EXERCISE OBJECTIVE:
Write out all entries word for word.

PROVIDED INFORMATION:
-- BEGIN --

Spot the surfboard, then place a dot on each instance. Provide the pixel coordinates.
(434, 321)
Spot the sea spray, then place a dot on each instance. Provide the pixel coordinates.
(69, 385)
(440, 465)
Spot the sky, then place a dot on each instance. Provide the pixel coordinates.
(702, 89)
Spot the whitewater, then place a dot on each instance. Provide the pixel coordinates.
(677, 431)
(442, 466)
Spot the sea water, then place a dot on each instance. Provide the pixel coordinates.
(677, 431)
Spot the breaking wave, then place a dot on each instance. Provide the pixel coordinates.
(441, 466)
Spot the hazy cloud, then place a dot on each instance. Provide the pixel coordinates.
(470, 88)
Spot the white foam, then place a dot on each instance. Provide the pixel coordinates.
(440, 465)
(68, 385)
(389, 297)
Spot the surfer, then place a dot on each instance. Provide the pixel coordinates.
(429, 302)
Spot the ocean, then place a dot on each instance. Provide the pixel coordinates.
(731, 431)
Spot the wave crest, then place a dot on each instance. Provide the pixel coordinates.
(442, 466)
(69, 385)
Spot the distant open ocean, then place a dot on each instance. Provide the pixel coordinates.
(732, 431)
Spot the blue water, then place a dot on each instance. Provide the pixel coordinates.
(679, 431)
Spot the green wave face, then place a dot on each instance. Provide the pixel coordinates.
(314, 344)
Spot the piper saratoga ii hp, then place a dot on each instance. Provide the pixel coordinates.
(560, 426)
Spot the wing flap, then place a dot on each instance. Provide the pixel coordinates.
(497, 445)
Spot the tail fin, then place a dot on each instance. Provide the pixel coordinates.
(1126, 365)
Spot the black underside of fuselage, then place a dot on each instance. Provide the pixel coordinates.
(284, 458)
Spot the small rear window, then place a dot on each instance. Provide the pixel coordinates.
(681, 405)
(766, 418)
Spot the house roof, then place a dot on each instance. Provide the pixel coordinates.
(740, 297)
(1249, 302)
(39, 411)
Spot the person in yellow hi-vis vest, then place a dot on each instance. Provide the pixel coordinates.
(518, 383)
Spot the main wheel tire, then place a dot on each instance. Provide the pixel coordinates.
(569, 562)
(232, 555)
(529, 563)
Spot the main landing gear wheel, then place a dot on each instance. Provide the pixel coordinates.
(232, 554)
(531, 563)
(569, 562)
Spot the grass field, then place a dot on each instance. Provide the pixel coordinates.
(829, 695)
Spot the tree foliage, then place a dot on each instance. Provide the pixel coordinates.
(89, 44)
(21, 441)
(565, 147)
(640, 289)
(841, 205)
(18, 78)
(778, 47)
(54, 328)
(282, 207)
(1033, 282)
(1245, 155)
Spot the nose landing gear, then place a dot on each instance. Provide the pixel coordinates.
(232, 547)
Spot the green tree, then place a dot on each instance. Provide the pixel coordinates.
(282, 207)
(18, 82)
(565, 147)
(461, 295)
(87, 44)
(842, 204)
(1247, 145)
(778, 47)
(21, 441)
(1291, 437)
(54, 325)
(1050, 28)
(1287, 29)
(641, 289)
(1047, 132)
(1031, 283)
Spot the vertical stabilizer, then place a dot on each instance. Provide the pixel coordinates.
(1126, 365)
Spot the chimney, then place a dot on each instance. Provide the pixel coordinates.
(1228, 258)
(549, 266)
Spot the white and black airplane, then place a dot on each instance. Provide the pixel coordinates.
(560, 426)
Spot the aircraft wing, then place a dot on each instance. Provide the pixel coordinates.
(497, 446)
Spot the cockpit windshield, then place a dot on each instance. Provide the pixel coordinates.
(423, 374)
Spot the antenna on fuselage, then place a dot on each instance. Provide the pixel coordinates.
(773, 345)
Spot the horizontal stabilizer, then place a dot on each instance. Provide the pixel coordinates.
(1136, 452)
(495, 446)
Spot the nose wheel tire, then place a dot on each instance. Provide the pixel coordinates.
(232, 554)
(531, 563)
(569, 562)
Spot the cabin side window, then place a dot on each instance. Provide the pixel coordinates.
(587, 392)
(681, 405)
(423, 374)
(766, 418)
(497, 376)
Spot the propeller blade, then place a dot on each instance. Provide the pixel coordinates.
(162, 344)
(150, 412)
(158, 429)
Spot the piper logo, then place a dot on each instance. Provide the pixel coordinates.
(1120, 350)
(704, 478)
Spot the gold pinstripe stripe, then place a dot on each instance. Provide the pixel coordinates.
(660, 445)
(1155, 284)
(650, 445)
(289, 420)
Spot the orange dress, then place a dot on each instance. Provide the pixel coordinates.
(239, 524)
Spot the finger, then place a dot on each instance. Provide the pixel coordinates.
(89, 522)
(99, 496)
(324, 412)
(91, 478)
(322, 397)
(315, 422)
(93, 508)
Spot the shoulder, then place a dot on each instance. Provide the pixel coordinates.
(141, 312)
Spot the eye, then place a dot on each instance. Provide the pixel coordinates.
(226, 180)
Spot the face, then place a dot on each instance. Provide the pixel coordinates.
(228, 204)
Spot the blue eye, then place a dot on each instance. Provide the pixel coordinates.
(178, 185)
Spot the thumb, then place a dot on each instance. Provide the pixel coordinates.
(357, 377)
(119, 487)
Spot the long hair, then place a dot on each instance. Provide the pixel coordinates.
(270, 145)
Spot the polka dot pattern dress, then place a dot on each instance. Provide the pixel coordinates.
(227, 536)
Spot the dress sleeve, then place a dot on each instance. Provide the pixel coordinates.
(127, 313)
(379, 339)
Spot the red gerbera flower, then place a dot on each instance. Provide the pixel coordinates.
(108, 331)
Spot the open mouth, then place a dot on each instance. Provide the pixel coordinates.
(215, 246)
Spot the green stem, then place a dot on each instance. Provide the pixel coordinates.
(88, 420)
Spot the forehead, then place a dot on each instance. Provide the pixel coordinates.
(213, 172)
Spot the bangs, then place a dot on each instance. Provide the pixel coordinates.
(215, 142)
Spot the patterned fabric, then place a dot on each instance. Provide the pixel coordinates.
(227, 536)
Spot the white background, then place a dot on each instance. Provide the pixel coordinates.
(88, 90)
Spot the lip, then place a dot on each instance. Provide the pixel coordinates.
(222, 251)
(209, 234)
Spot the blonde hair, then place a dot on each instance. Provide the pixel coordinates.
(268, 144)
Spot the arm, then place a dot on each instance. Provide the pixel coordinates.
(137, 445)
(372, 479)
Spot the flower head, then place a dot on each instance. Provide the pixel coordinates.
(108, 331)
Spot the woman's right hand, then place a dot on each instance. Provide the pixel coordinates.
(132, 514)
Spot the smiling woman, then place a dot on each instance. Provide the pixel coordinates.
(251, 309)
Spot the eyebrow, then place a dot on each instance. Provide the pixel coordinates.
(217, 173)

-- END --

TASK ANSWER:
Spot the surfboard, then place a dot on each instance. Provide the pixel coordinates.
(434, 321)
Spot the sea spray, then place a dot on each instance. Provide the pixel coordinates.
(69, 385)
(440, 465)
Spot the sky, then place a dot on each instance. Provide the pixel coordinates.
(702, 89)
Spot the whitewater, then place a dot on each instance. Provide the pixel coordinates.
(677, 431)
(442, 466)
Spot the sea water, then place a dot on each instance. Provide the pixel coordinates.
(677, 431)
Spot the breaking wave, then place a dot on each instance. Provide the pixel coordinates.
(441, 466)
Spot the hazy cloud, then place a dot on each instance. Provide the pixel coordinates.
(470, 88)
Spot the white foam, then place a dot on each instance. Provide the pixel coordinates.
(440, 465)
(68, 385)
(389, 297)
Spot the surfer, then place a dot on each instance. Provide the pixel coordinates.
(429, 302)
Spot the ocean, then place a dot on each instance. Provide the pixel coordinates.
(731, 431)
Spot the wave crest, then place a dot on each instance. Provide the pixel coordinates.
(442, 466)
(69, 385)
Spot the distant open ocean, then place a dot on each instance. Provide the pixel coordinates.
(732, 431)
Spot the blue water, then place a dot on each instance. Provide the pixel coordinates.
(679, 431)
Spot the green wave face, then place a dot on each instance. Provide the pixel coordinates.
(314, 344)
Spot the piper saratoga ii hp, then place a dot on each instance. Provide the pixel coordinates.
(560, 426)
Spot the wing flap, then place a dot on each instance. Provide the pixel coordinates.
(497, 445)
Spot the tail fin, then place a dot on each instance. Provide the pixel coordinates.
(1126, 365)
Spot the black underside of fuselage, then place a dot on each instance. Provide the pixel coordinates.
(284, 458)
Spot the small rear window, then place a dot on each instance. Provide the pixel coordinates.
(681, 405)
(766, 418)
Spot the house roof, then place a dot on each instance. Provide the pixel coordinates.
(740, 297)
(1249, 302)
(39, 411)
Spot the person in yellow hi-vis vest, then place a dot on each instance. Provide the pixel coordinates.
(518, 383)
Spot the main wheel tire, then place a dot on each instance. Provide the pixel coordinates.
(569, 562)
(232, 555)
(529, 563)
Spot the main landing gear wheel, then place a dot on each instance. Provide the pixel coordinates.
(232, 554)
(531, 563)
(569, 562)
Spot the grass field, then place a dot on each instance. Provide the pixel coordinates.
(829, 695)
Spot the tree foliage, then place a dot on each instance. Provide the pixel coordinates.
(89, 44)
(21, 441)
(565, 147)
(640, 289)
(841, 205)
(18, 78)
(778, 47)
(54, 328)
(282, 207)
(1033, 282)
(1245, 155)
Spot the nose landing gear, then place a dot on each instance. Provide the pixel coordinates.
(232, 547)
Spot the green tree, then place a dot on each instance. Provide the pixel coordinates.
(282, 207)
(18, 82)
(565, 147)
(461, 295)
(87, 44)
(842, 204)
(1247, 145)
(778, 47)
(21, 441)
(1291, 437)
(54, 325)
(1050, 28)
(1287, 29)
(641, 289)
(1047, 132)
(1031, 283)
Spot the vertical stabilizer, then place a dot on each instance. Provide the pixel coordinates.
(1126, 365)
Spot the chimney, then place a dot on each instance. Provide the pixel coordinates.
(1228, 258)
(549, 266)
Spot the white and black airplane, then place a dot on each instance. Provide the pixel coordinates.
(560, 426)
Spot the aircraft wing, then place a dot on each instance. Provide the pixel coordinates.
(497, 446)
Spot the cockpit windshield, then place a dot on each instance. Provide the pixel coordinates.
(423, 374)
Spot the antenna on fuselage, then place a dot on each instance. Provide the pixel coordinates.
(773, 345)
Spot the horizontal stabilizer, then place a dot on each instance. Provide the pixel coordinates.
(1136, 452)
(495, 446)
Spot the nose wheel tire, then place a dot on each instance. Provide the pixel coordinates.
(232, 554)
(531, 563)
(569, 562)
Spot the cabin side window, then place a dot on each instance. Provide the pixel coordinates.
(587, 392)
(681, 405)
(423, 374)
(766, 418)
(497, 376)
Spot the propeller blade, then place a dot on each instance. Provide the pixel coordinates.
(162, 344)
(150, 412)
(158, 429)
Spot the piper logo, then place a dot on each instance. Provide the pixel coordinates.
(1120, 350)
(704, 478)
Spot the gold pinstripe stripe, then place a dot on each instance. Provide the pixel coordinates.
(660, 445)
(1155, 284)
(650, 445)
(289, 420)
Spot the orange dress, then place a dot on each instance. Provide the pixel coordinates.
(239, 524)
Spot the finger, then place a dot on each instance. Provide the pixel coordinates.
(89, 522)
(99, 496)
(324, 412)
(91, 478)
(322, 397)
(315, 422)
(93, 508)
Spot the shoulder, then place a dot on each instance. Provide the pixel coordinates.
(141, 312)
Spot the eye, then place a dot on each instance. Provide the pixel coordinates.
(226, 180)
Spot the face, then place a dot on each instance. Provide the pixel coordinates.
(228, 204)
Spot the blue eye, then place a dot on each instance. Provide the pixel coordinates.
(178, 185)
Spot the thumb, then place a dot on each instance. Provide the pixel coordinates.
(357, 377)
(119, 487)
Spot the long hair, then place a dot on each instance. Provide the pixel coordinates.
(270, 145)
Spot the polka dot pattern dress, then place a dot on each instance. Provide the pixel coordinates.
(227, 536)
Spot the dress sleeve, then place a dot on each instance. Provide the pixel coordinates.
(127, 313)
(379, 339)
Spot the red gerbera flower, then place a dot on each instance. Provide the pixel coordinates.
(108, 331)
Spot the open mouth, then place a dot on each instance. Provide the pixel coordinates.
(215, 246)
Spot the green stem, then place a dot on each instance. Provide the pixel coordinates.
(88, 420)
Spot the forehead, then place a dot on each instance. Provide the pixel coordinates.
(213, 172)
Spot the bangs, then place a dot on each instance. Provide the pixel coordinates.
(215, 142)
Spot the patterned fabric, then place a dot on each instance. Provide the pixel coordinates.
(227, 536)
Spot the white background, then place a dot on each instance. Provide the pixel coordinates.
(88, 90)
Spot the lip, then place a dot on each instance. Provide the pixel coordinates.
(222, 251)
(209, 234)
Spot the blonde hair, then place a dot on each instance. Provide the pixel coordinates.
(268, 144)
Spot the arm, then place a dot on each instance. Provide the pixel coordinates.
(137, 445)
(372, 479)
Spot the flower head, then place a dot on each instance. Provide the pixel coordinates.
(108, 331)
Spot the woman's right hand, then place a dot on each instance. Provide the pixel coordinates.
(132, 514)
Spot the smiling woman, then place a dot on each instance. Provide the pixel coordinates.
(251, 309)
Spot the eyebrow, then place a dot on each instance. Provide the pixel coordinates.
(217, 173)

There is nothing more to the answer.